Excerpt to read ->

4. Mr. Dharan Gandhi the learned Counsel for the Petitioner submitted that the A.O. has failed to establish that the jurisdictional conditions are satisfied to initiate reassessment proceedings. He submitted that the reassessment is based solely on the information received under the head High Risk Transaction cases under the verification module on the “INSIGHTS PORTAL”. He submits that the description on the portal is “Account Balance or value at the end of the reporting Period”, against which an amount of Rs. 103,79,33,586/- is mentioned. He submits that there is nothing in the reasons or in the order disposing objections in this regard. Accordingly, on such vague and ambiguous information, assessment cannot be reopened. He submits that there is no live link or nexus between information received and the purported income i.e. escaped assessment. He further submits that there is no information or detail about the nature of transaction or account which is signed, sine qua non for the A.O. to have a “reason to believe” that income chargeable to tax has escaped assessment. In support of his contention, he relied upon the decision of the Apex Court in the case of ITO vs. Lakhmani Mewal Das1. He submitted that there is no new tangible material based on which the assessment was being reopened and that from the reasons recorded, one could not deduce what was the new tangible material. He submitted that the reasons categorically recorded that the information requires further verification. He apprehends that the reopening would only lead to fishing and roving enquiry conducted by the respondent No.1. He submitted that a reopening of the assessment cannot be based on conjecture, surmises and assumptions. In support of the said contention, he relied upon following judgments:
(i) 375 ITR 308(Bom) Nivi Trading Limited vs. UOI.
(ii) 262 Taxman 404(Bom) Jalaram Enterprises (P) Ltd. vs. ITO.
(iii) 261 Taxman 110(Bom) PCIT vs. Rajesh D. Nandu.
(iv) 406 ITR 326 (Guj) PCIT vs. Manzil Dineshkumar Shah.
5. He further submitted that from the information available on the “INSIGHT PORTAL” it can be concluded that the impugned order was passed in mechanical and in routine manner without any application of mind, which by itself would make reassessment proceeding bad in law and liable to be set aside. He submitted that since the respondent No. 1 had taken no efforts to verify the records of the Petitioner, the actions were without any due diligence and therefore, contrary to the law. He placed reliance on the following decisions in support of his contention.
“(I) Chhuganmal Rajpal vs. SP Chaliha (1971) 79 ITR 603(SC).
(ii) PCIT vs. Shodiman Investments (P) Ltd. 93 taxmann.com 153(Bom).
(iii) Nu Power Renewables (P) Ltd. vs. DCIT 94 taxmann.com 29(Bom).
(iv) South Yarra Holdings vs. ITO 263 Taxman 594(Bom).”

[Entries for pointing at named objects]
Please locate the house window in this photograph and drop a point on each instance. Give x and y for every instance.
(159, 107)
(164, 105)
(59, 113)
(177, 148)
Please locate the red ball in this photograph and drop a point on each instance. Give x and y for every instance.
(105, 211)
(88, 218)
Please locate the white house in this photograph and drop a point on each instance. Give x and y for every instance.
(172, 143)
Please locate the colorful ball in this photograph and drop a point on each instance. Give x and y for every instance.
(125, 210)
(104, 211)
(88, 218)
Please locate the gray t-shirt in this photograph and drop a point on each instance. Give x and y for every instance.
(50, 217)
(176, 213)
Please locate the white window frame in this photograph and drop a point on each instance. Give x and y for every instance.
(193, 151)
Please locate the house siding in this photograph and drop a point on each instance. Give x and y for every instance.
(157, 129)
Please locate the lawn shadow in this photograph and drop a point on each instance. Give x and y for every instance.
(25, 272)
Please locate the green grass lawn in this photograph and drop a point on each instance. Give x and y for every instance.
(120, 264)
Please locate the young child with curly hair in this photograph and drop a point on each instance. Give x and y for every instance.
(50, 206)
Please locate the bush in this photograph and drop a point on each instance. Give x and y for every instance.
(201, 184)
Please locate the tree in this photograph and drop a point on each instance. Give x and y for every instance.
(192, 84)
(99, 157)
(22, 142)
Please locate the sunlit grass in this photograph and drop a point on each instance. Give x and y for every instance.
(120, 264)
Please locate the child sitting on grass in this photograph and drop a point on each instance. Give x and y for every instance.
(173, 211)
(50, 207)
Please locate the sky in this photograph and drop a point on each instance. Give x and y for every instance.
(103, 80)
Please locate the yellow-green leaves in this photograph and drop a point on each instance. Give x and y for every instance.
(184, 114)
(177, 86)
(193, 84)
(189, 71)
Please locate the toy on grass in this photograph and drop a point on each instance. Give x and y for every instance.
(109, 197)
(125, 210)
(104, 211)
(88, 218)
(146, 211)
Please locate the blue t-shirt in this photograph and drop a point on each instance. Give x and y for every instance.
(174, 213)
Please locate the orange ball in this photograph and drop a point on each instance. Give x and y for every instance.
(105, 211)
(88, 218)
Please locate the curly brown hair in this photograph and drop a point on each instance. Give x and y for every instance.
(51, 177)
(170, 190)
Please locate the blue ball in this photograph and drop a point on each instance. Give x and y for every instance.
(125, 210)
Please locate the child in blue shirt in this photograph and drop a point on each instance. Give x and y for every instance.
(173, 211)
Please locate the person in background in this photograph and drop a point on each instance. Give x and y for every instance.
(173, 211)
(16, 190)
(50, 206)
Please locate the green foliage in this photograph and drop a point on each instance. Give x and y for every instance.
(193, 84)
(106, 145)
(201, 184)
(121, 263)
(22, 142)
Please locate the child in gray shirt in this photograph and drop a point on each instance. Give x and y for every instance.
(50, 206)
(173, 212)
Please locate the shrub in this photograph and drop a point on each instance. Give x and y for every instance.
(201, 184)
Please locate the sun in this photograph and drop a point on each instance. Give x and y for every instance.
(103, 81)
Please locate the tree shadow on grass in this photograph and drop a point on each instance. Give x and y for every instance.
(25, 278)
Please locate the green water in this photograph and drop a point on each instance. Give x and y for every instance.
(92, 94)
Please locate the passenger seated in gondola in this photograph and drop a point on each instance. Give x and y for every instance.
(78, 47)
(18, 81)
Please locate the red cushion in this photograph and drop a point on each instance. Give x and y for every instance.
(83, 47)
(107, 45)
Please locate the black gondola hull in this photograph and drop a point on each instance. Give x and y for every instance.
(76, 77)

Exercises to complete ->
• a. Quote the excerpt on the tax reassessment challenge from "(iv) 406 ITR" to "94 taxmann.com 29(Bom).".
• b. Extend the excerpt on the tax reassessment challenge, picking up right after its final sentence.
The entries are separate material and have no connection to the excerpt on the tax reassessment challenge.

Task responses ->
• a.
(iv) 406 ITR 326 (Guj) PCIT vs. Manzil Dineshkumar Shah.
5. He further submitted that from the information available on the “INSIGHT PORTAL” it can be concluded that the impugned order was passed in mechanical and in routine manner without any application of mind, which by itself would make reassessment proceeding bad in law and liable to be set aside. He submitted that since the respondent No. 1 had taken no efforts to verify the records of the Petitioner, the actions were without any due diligence and therefore, contrary to the law. He placed reliance on the following decisions in support of his contention.
“(I) Chhuganmal Rajpal vs. SP Chaliha (1971) 79 ITR 603(SC).
(ii) PCIT vs. Shodiman Investments (P) Ltd. 93 taxmann.com 153(Bom).
(iii) Nu Power Renewables (P) Ltd. vs. DCIT 94 taxmann.com 29(Bom).

• b.
6. He relied upon the decision of this Hon’ble Court in the case of Hindustan Lever Ltd. vs. R.B. Wadkar2 to contend that in the present case, the reasons were absolutely silent about the nature of transaction/account and consequently, were vague and unambiguous and unsubstantiated information. He further submitted that a copy of the sanction or approval by the PCIT was not furnished to the Petitioner and consequently one could conclude that either there is no such approval or the same is sanctioned without any application of mind. He further submitted that the notice under section 143(2) of the Act dated 23rd June, 2021 is in contravention of the Judgment of the Apex Court in the case of GKN Driveshafts (India) Ltd. v/s. Income-tax Officer3 which held that the assessing officer has to supply reasons after which the assessee can file objections and thereafter, the same had to be disposed of by a speaking order. He submitted that a period of 4 weeks is required to be kept between the order disposing of the objections and the time barring date, which is not done in the present case. He submitted that whilst the assessing officer required more information, he averred “the debit and credit figures mentioned in the STR 001 for A.Y. 2016-17 are as under: “Debit transaction: Rs.105,94,63,630 Credit Transaction: Rs. 103,79,33,586/-.” He submitted that the debit figure had appeared for the first time and was ignored while recording reasons. He submitted that the debit figure is more than credit figure and that since the clarification about the nature of transactions/accounts is unanswered by the respondent, the Petitioner is unable to explain the same. He lastly submitted that the order has been passed by NFAC i.e. respondent No. 4 whereas the reasons are recorded by respondent No. 1, which consequently vitiates the order passed disposing the objections. In view of the above, he prayed that the petition be made absolute.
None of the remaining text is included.